>> START SUPPLIED DATA

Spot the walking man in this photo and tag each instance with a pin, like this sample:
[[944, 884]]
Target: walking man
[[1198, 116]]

>> END SUPPLIED DATA
>> START SUPPLIED DATA

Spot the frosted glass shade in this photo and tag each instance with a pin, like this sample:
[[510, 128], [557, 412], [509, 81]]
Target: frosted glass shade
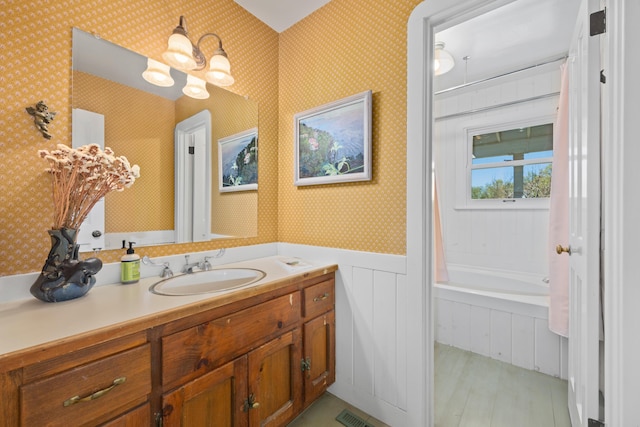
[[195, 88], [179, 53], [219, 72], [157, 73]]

>> END SUPPLIED DATA
>> START SUPPLIED DATA

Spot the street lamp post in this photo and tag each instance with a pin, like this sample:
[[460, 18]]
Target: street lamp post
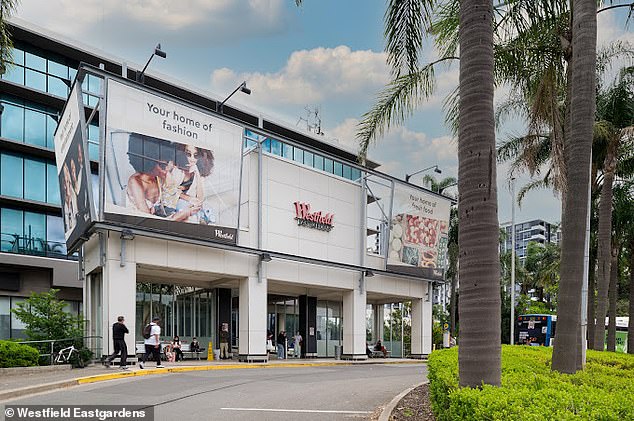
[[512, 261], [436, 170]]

>> END SUPPLIED DATA

▸ **DIRECTIVE**:
Return, without any alteration, the lines of the entries that begin with the line containing "Spot the walking" and end with the line containing "[[1198, 116]]", including both of those lines.

▸ **RESPONSE FOR THIS EXERCISE**:
Spot the walking man in this photo and tag each instance with a pin, like this sample:
[[944, 884]]
Target: walking man
[[1198, 116]]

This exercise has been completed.